### Vorliegende Daten
· · · · ·
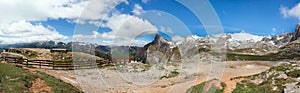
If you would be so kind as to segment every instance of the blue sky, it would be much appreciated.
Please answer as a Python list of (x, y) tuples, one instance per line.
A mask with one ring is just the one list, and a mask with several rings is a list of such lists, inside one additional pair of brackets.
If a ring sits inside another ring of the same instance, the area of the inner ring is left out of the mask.
[[(146, 4), (139, 0), (130, 0), (129, 2), (129, 5), (121, 3), (116, 8), (121, 13), (131, 15), (133, 15), (131, 11), (134, 4), (139, 4), (144, 10), (164, 11), (184, 22), (193, 34), (206, 35), (196, 16), (174, 0), (149, 0)], [(279, 8), (281, 6), (291, 8), (299, 0), (210, 0), (210, 2), (219, 15), (225, 33), (236, 33), (244, 30), (256, 35), (278, 35), (293, 32), (298, 23), (296, 18), (284, 18)], [(67, 20), (48, 20), (43, 22), (43, 25), (51, 25), (60, 33), (72, 36), (75, 23), (68, 23)], [(99, 32), (101, 31), (100, 28)]]
[[(78, 22), (78, 19), (81, 18), (80, 17), (81, 15), (84, 15), (84, 13), (86, 13), (82, 11), (88, 10), (86, 9), (86, 7), (82, 7), (82, 6), (89, 6), (88, 3), (90, 2), (81, 1), (81, 0), (79, 0), (78, 2), (77, 1), (67, 2), (71, 0), (62, 0), (62, 1), (66, 1), (66, 2), (61, 2), (57, 0), (57, 2), (59, 3), (53, 3), (53, 4), (61, 4), (59, 8), (62, 8), (61, 9), (62, 11), (54, 11), (54, 14), (57, 14), (55, 16), (53, 16), (53, 14), (50, 15), (51, 11), (48, 12), (46, 11), (46, 13), (50, 12), (49, 15), (47, 16), (37, 16), (40, 14), (33, 13), (32, 15), (29, 15), (32, 17), (27, 17), (28, 16), (27, 13), (24, 14), (25, 17), (24, 18), (21, 17), (23, 19), (20, 20), (25, 20), (25, 23), (28, 22), (29, 26), (32, 25), (31, 27), (37, 27), (40, 25), (43, 26), (46, 30), (49, 30), (51, 33), (52, 32), (55, 33), (55, 35), (61, 35), (60, 38), (53, 38), (57, 41), (70, 41), (71, 37), (73, 37), (74, 34), (80, 34), (81, 37), (91, 37), (93, 31), (97, 32), (94, 33), (94, 36), (95, 34), (97, 34), (98, 36), (96, 37), (100, 37), (100, 39), (102, 40), (102, 41), (100, 40), (100, 42), (97, 43), (104, 43), (105, 40), (112, 40), (112, 38), (106, 38), (106, 37), (111, 37), (110, 35), (113, 33), (109, 33), (109, 32), (113, 32), (113, 30), (116, 29), (116, 27), (114, 27), (115, 25), (112, 25), (113, 22), (116, 22), (116, 20), (114, 19), (122, 18), (122, 16), (125, 18), (130, 18), (130, 17), (136, 18), (133, 21), (141, 22), (141, 24), (145, 24), (149, 28), (157, 30), (161, 35), (165, 37), (168, 37), (167, 34), (164, 33), (166, 31), (171, 31), (171, 32), (173, 31), (175, 32), (173, 36), (180, 36), (180, 37), (185, 37), (192, 34), (198, 36), (207, 35), (205, 29), (203, 28), (201, 22), (197, 19), (197, 17), (188, 8), (186, 8), (185, 6), (181, 5), (180, 3), (174, 0), (129, 0), (129, 1), (114, 0), (116, 2), (120, 2), (120, 4), (118, 4), (115, 8), (113, 8), (113, 11), (109, 12), (109, 15), (107, 16), (108, 19), (101, 19), (103, 17), (101, 18), (86, 17), (85, 19), (83, 19), (85, 23)], [(239, 33), (243, 31), (254, 35), (272, 36), (272, 35), (278, 35), (287, 32), (293, 32), (296, 24), (299, 23), (300, 17), (298, 13), (293, 13), (295, 11), (296, 12), (300, 11), (297, 8), (299, 0), (209, 0), (209, 2), (215, 9), (220, 19), (220, 22), (223, 25), (225, 33)], [(114, 5), (114, 4), (110, 4), (109, 0), (102, 0), (102, 1), (100, 0), (99, 5), (95, 4), (93, 8), (99, 7), (99, 11), (102, 12), (105, 11), (106, 7), (110, 7), (110, 5)], [(78, 6), (80, 7), (78, 8)], [(70, 12), (70, 13), (68, 13), (69, 11), (63, 13), (64, 12), (63, 10), (68, 7), (77, 10), (74, 10), (74, 12)], [(199, 7), (201, 7), (200, 4)], [(22, 8), (22, 6), (20, 6), (20, 8)], [(137, 11), (134, 12), (134, 10)], [(288, 12), (283, 10), (286, 10)], [(158, 11), (157, 14), (162, 13), (166, 17), (159, 19), (159, 16), (155, 17), (157, 15), (143, 16), (146, 12), (148, 13), (149, 11), (155, 11), (155, 12)], [(28, 12), (31, 12), (31, 10), (29, 9)], [(72, 15), (71, 13), (73, 14), (78, 13), (78, 14)], [(100, 14), (99, 17), (100, 16), (102, 15)], [(17, 23), (20, 20), (13, 20), (11, 22), (9, 20), (9, 22), (2, 22), (0, 24), (11, 25), (13, 24), (13, 22)], [(175, 20), (175, 21), (170, 21), (170, 20)], [(90, 24), (89, 22), (91, 21), (100, 22), (100, 24), (104, 24), (104, 26), (99, 27), (99, 25)], [(101, 23), (102, 21), (105, 22)], [(110, 21), (112, 21), (112, 24), (109, 24)], [(141, 26), (145, 26), (145, 25), (141, 25)], [(7, 27), (7, 26), (3, 26), (3, 27)], [(48, 27), (50, 27), (51, 29)], [(30, 28), (26, 28), (26, 29), (28, 30)], [(142, 28), (136, 28), (136, 29), (141, 30)], [(135, 30), (135, 28), (132, 28), (130, 30)], [(160, 31), (160, 30), (166, 30), (166, 31)], [(188, 33), (183, 32), (184, 30), (188, 30), (189, 32)], [(16, 33), (18, 32), (18, 30), (13, 30), (13, 32)], [(132, 31), (132, 33), (137, 33), (137, 32)], [(157, 32), (153, 32), (153, 33), (157, 33)], [(153, 33), (151, 32), (150, 34), (149, 33), (145, 34), (143, 35), (143, 37), (139, 37), (139, 39), (149, 42), (151, 41), (151, 39), (153, 39), (153, 35), (152, 35)], [(11, 39), (8, 38), (10, 36), (19, 39), (18, 35), (13, 35), (13, 34), (6, 36), (6, 34), (0, 33), (0, 36), (2, 37), (3, 40)], [(124, 36), (130, 36), (130, 35), (124, 35)], [(65, 37), (67, 37), (67, 39)], [(168, 39), (170, 39), (170, 37), (172, 36), (169, 36)], [(124, 37), (121, 36), (118, 38), (124, 39)], [(49, 39), (52, 38), (47, 38), (46, 40)], [(28, 42), (38, 41), (38, 40), (30, 40), (30, 39), (28, 40), (29, 40)], [(12, 40), (12, 42), (19, 43), (17, 40)], [(27, 42), (27, 41), (22, 41), (22, 42)]]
· · · · ·
### Aufgabenstellung
Gib sämtliche Zeilen der obigen Daten unverändert aus. Lass die Bilder dabei weg.

### Antwort
If you would be so kind as to segment every instance of the blue sky, it would be much appreciated.
Please answer as a Python list of (x, y) tuples, one instance per line.
A mask with one ring is just the one list, and a mask with several rings is a list of such lists, inside one additional pair of brackets.
If a ring sits inside another ring of the same instance, the area of the inner ring is left out of the mask.
[[(146, 4), (139, 0), (130, 0), (129, 2), (129, 5), (121, 3), (116, 8), (121, 13), (131, 15), (133, 15), (131, 11), (134, 4), (139, 4), (144, 10), (164, 11), (184, 22), (193, 34), (206, 35), (196, 16), (174, 0), (149, 0)], [(279, 8), (281, 6), (291, 8), (299, 0), (210, 0), (210, 2), (219, 15), (225, 33), (236, 33), (244, 30), (256, 35), (278, 35), (293, 32), (298, 23), (296, 18), (284, 18)], [(67, 20), (48, 20), (43, 22), (43, 25), (51, 25), (60, 33), (72, 36), (75, 23), (68, 23)], [(99, 32), (101, 31), (100, 28)]]
[[(78, 22), (78, 19), (81, 18), (80, 17), (81, 15), (84, 15), (84, 13), (86, 13), (82, 11), (88, 10), (86, 9), (86, 7), (82, 7), (82, 6), (89, 6), (88, 3), (90, 2), (81, 1), (81, 0), (79, 0), (78, 2), (77, 1), (67, 2), (71, 0), (62, 0), (62, 1), (66, 1), (66, 2), (61, 2), (57, 0), (57, 2), (59, 3), (53, 3), (53, 4), (61, 4), (59, 8), (62, 8), (61, 9), (62, 11), (54, 11), (54, 14), (57, 14), (55, 16), (53, 16), (53, 14), (50, 15), (51, 11), (48, 12), (46, 11), (46, 13), (50, 12), (49, 15), (47, 16), (37, 16), (40, 14), (33, 13), (32, 15), (29, 15), (32, 17), (27, 17), (28, 16), (27, 13), (24, 14), (25, 17), (24, 18), (21, 17), (23, 19), (20, 20), (25, 20), (25, 23), (28, 22), (29, 26), (32, 25), (31, 27), (37, 27), (40, 25), (43, 26), (46, 30), (49, 30), (51, 33), (52, 32), (55, 33), (55, 35), (61, 35), (60, 38), (53, 38), (57, 41), (70, 41), (71, 37), (73, 37), (74, 34), (80, 34), (81, 37), (91, 37), (93, 31), (97, 32), (94, 33), (94, 36), (95, 34), (97, 34), (98, 36), (96, 37), (100, 37), (100, 39), (102, 40), (102, 41), (100, 40), (100, 42), (97, 43), (104, 43), (105, 40), (112, 40), (112, 38), (106, 38), (106, 37), (111, 37), (110, 35), (113, 33), (109, 33), (109, 32), (113, 32), (113, 30), (116, 29), (116, 27), (114, 27), (115, 25), (112, 25), (113, 22), (116, 22), (116, 20), (114, 19), (122, 18), (122, 16), (125, 18), (130, 18), (130, 17), (136, 18), (133, 21), (141, 22), (141, 24), (145, 24), (149, 28), (157, 30), (161, 35), (165, 37), (168, 37), (167, 34), (164, 33), (166, 31), (171, 31), (171, 32), (173, 31), (175, 32), (173, 36), (180, 36), (180, 37), (185, 37), (192, 34), (198, 36), (207, 35), (205, 29), (203, 28), (201, 22), (197, 19), (197, 17), (188, 8), (186, 8), (185, 6), (181, 5), (180, 3), (174, 0), (129, 0), (129, 1), (114, 0), (116, 2), (120, 2), (120, 4), (118, 4), (115, 8), (113, 8), (113, 11), (109, 12), (109, 15), (107, 16), (108, 19), (101, 19), (103, 17), (101, 18), (86, 17), (85, 19), (83, 19), (85, 23)], [(239, 33), (243, 31), (254, 35), (272, 36), (272, 35), (278, 35), (287, 32), (293, 32), (296, 24), (299, 23), (300, 17), (298, 13), (293, 13), (295, 11), (296, 12), (300, 11), (297, 8), (299, 0), (209, 0), (209, 2), (215, 9), (220, 19), (220, 22), (223, 25), (225, 33)], [(114, 5), (114, 4), (110, 4), (109, 0), (102, 0), (102, 1), (100, 0), (99, 5), (95, 4), (93, 8), (99, 7), (99, 11), (102, 12), (105, 11), (106, 7), (110, 7), (110, 5)], [(78, 6), (80, 7), (78, 8)], [(70, 12), (70, 13), (68, 13), (69, 11), (63, 13), (64, 12), (63, 10), (68, 7), (77, 10), (74, 10), (74, 12)], [(199, 7), (201, 7), (200, 4)], [(22, 8), (22, 6), (20, 6), (20, 8)], [(137, 11), (134, 12), (134, 10)], [(288, 12), (283, 10), (286, 10)], [(158, 11), (157, 14), (162, 13), (166, 17), (159, 19), (159, 16), (155, 17), (157, 15), (143, 16), (146, 12), (148, 13), (149, 11), (155, 11), (155, 12)], [(28, 12), (31, 12), (31, 10), (29, 9)], [(72, 15), (71, 13), (73, 14), (78, 13), (78, 14)], [(100, 14), (99, 17), (100, 16), (102, 15)], [(17, 23), (20, 20), (13, 20), (11, 22), (9, 20), (9, 22), (2, 22), (0, 24), (11, 25), (13, 24), (13, 22)], [(175, 20), (175, 21), (170, 21), (170, 20)], [(90, 24), (89, 22), (91, 21), (100, 22), (100, 24), (104, 24), (104, 26), (99, 27), (99, 25)], [(101, 23), (102, 21), (105, 22)], [(110, 21), (112, 21), (112, 24), (109, 24)], [(141, 26), (145, 26), (145, 25), (141, 25)], [(7, 27), (7, 26), (3, 26), (3, 27)], [(48, 27), (50, 27), (51, 29)], [(30, 28), (26, 28), (26, 29), (28, 30)], [(142, 28), (136, 28), (136, 29), (141, 30)], [(135, 30), (135, 28), (132, 28), (130, 30)], [(160, 31), (160, 30), (166, 30), (166, 31)], [(188, 33), (183, 32), (184, 30), (188, 30), (189, 32)], [(16, 33), (18, 32), (18, 30), (13, 30), (13, 32)], [(132, 31), (132, 33), (137, 33), (137, 32)], [(157, 32), (153, 32), (153, 33), (157, 33)], [(153, 33), (151, 32), (150, 34), (149, 33), (145, 34), (143, 35), (143, 37), (139, 37), (139, 39), (149, 42), (151, 41), (151, 39), (153, 39), (153, 35), (152, 35)], [(11, 39), (8, 38), (10, 36), (19, 39), (18, 35), (13, 35), (13, 34), (6, 36), (6, 34), (0, 33), (0, 36), (2, 37), (3, 40)], [(124, 36), (130, 36), (130, 35), (124, 35)], [(65, 37), (67, 37), (67, 39)], [(168, 39), (170, 39), (170, 37), (172, 36), (169, 36)], [(124, 37), (121, 36), (118, 38), (124, 39)], [(49, 39), (52, 38), (47, 38), (46, 40)], [(28, 42), (38, 41), (38, 40), (30, 40), (30, 39), (28, 40), (29, 40)], [(12, 40), (12, 42), (19, 43), (17, 40)], [(27, 42), (27, 41), (22, 41), (22, 42)]]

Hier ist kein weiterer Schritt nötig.